#### What this task involves:
The answer should contain each record below, repeated exactly.

Source information Start Marker

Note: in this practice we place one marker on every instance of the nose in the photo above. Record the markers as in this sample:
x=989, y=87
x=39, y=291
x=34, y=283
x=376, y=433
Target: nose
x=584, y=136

Source information End Marker

#### Your response:
Note: in this practice we place one marker on every instance of the nose in the photo above. Record the markers as in this sample:
x=989, y=87
x=39, y=291
x=34, y=283
x=376, y=433
Target: nose
x=584, y=136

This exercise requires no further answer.